O Sr. Luís Geraldes (PSD): - Isso é carinho!

O Orador: - Em segundo lugar, quando num Estado de direito, onde a comunicação social devia ser independente, existe um preceito legal que dá ao Governo o direito de veto sobre uma direcção de informação de um órgão de comunicação social, isso é um défice democrático!
Quando, por exemplo, as reportagens são visionadas previamente, antes de serem transmitidas ao público, aqui há défice democrático!
Quando se nega ao Tribunal de Contas a contabilidade do Estado ou quando não se lhe dá importância na altura em que ele diz que não pode proceder ao controlo das finanças regionais porque não lhe são fornecidos os dados, aqui há défice democrático da Região!
É isto que queremos dizer. Não estornos a fazer qualquer perversão ao Estado de direito!...

O Sr. Presidente: - Para responder, tem a palavra a Sr.ª Deputada Margarida Silva Pereira, dispondo para o efeito apenas de três minutos.

A Sr.ª Margarida Silva Pereira (PSD): - Sr. Deputado Narana Coissoró, agradeço-lhe a pergunta que me colocou, porque ela permite estabelecer aqui algumas precisões que talvez sejam úteis neste momento.
Em primeiro lugar, quero dizer que acompanho V. Ex.ª e a literatura dos politologos no sentido exacto que a expressão «défice democrático» adquiriu, sobretudo a partir da Europa comunitária, mas não acompanharia já o significado
exacto da expressão porquanto, infelizmente, ele sofreu na portugalidade uma evolução semântica, a partir do momento em que houve uma conotação, uma identificação e uma utilização de uma imagem por parte de um Sr. Deputado da oposição, mais concretamente do PS, aqui há uns tempos atrás, nesta Assembleia, e que me permito não sublinhar através da palavra, neste momento.

Vozes do PSD: - Muito bem!

A Oradora: - De facto, o «défice democrático», tal como foi aplicado à Região Autónoma da Madeira pelo líder da bancada do PS, linha um significado completamento diferente,...

..............................

TAREFAS
1: Indique todas as pessoas que o texto identifica pelo nome.
2: Diga se cada afirmação está de acordo com o texto, citando as palavras exatas que o comprovam:
(a) O Presidente concede três minutos a Margarida Silva Pereira para responder.
(b) Margarida Silva Pereira é deputada do PS.
(c) Segundo o Orador, o Tribunal de Contas afirma que não pode controlar as finanças regionais por não receber os dados.

..............................

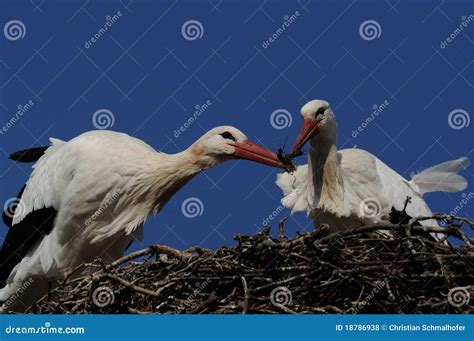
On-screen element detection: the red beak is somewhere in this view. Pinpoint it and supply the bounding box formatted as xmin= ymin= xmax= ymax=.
xmin=291 ymin=118 xmax=321 ymax=153
xmin=231 ymin=140 xmax=285 ymax=168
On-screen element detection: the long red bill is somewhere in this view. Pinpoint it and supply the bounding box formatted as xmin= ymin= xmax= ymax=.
xmin=291 ymin=118 xmax=321 ymax=153
xmin=232 ymin=140 xmax=285 ymax=168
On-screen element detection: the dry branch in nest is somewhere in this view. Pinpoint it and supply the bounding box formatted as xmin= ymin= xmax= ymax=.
xmin=29 ymin=216 xmax=474 ymax=314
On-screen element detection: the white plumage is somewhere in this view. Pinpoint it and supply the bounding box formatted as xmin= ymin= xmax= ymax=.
xmin=0 ymin=127 xmax=281 ymax=310
xmin=277 ymin=100 xmax=469 ymax=232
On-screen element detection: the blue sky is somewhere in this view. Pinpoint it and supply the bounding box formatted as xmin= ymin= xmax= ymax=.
xmin=0 ymin=0 xmax=474 ymax=249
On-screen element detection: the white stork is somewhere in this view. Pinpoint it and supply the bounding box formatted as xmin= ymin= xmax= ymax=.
xmin=277 ymin=100 xmax=469 ymax=232
xmin=0 ymin=126 xmax=282 ymax=311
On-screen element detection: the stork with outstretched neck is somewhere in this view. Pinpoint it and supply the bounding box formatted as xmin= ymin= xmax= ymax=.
xmin=277 ymin=100 xmax=469 ymax=232
xmin=0 ymin=126 xmax=283 ymax=311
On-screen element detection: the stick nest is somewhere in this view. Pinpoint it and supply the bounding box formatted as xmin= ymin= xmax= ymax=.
xmin=28 ymin=216 xmax=474 ymax=314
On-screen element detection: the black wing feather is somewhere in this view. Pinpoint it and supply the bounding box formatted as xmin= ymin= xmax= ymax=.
xmin=0 ymin=207 xmax=57 ymax=287
xmin=10 ymin=146 xmax=49 ymax=162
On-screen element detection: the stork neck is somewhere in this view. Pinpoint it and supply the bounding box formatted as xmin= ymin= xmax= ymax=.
xmin=308 ymin=132 xmax=344 ymax=212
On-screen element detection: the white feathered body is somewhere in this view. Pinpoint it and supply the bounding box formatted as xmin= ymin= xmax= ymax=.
xmin=277 ymin=142 xmax=469 ymax=232
xmin=0 ymin=131 xmax=198 ymax=301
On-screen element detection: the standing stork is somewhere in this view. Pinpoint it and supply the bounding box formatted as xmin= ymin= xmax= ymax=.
xmin=277 ymin=100 xmax=469 ymax=232
xmin=0 ymin=126 xmax=282 ymax=311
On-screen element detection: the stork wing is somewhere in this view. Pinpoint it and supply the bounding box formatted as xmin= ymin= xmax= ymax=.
xmin=0 ymin=139 xmax=63 ymax=286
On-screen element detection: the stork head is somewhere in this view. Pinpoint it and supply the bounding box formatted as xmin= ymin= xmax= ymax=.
xmin=192 ymin=126 xmax=284 ymax=168
xmin=292 ymin=99 xmax=336 ymax=152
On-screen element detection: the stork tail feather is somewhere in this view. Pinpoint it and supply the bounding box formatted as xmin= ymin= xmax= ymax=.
xmin=410 ymin=157 xmax=470 ymax=195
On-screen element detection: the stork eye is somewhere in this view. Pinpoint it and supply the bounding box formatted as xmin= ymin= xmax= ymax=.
xmin=316 ymin=108 xmax=326 ymax=117
xmin=221 ymin=131 xmax=237 ymax=141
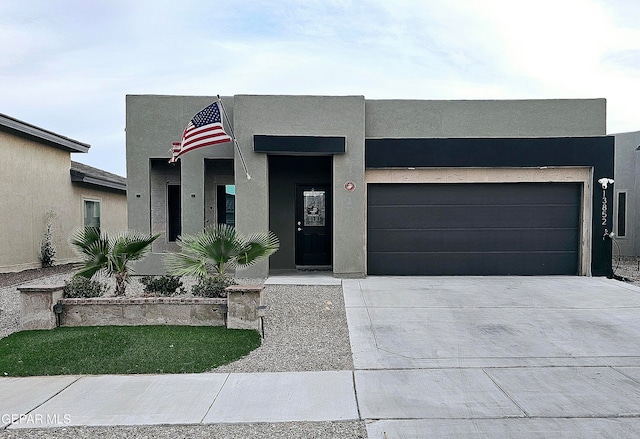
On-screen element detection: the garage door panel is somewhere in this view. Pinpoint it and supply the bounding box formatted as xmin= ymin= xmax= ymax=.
xmin=367 ymin=183 xmax=582 ymax=275
xmin=369 ymin=252 xmax=578 ymax=276
xmin=369 ymin=204 xmax=579 ymax=230
xmin=367 ymin=183 xmax=580 ymax=206
xmin=368 ymin=229 xmax=579 ymax=252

..............................

RESPOSTAS
1: Luís Geraldes, Margarida Silva Pereira e Narana Coissoró.

2:
(a) Sim: "tem a palavra a Sr.ª Deputada Margarida Silva Pereira, dispondo para o efeito apenas de três minutos."
(b) Não: "A Sr.ª Margarida Silva Pereira (PSD)".
(c) Sim: "ele diz que não pode proceder ao controlo das finanças regionais porque não lhe são fornecidos os dados".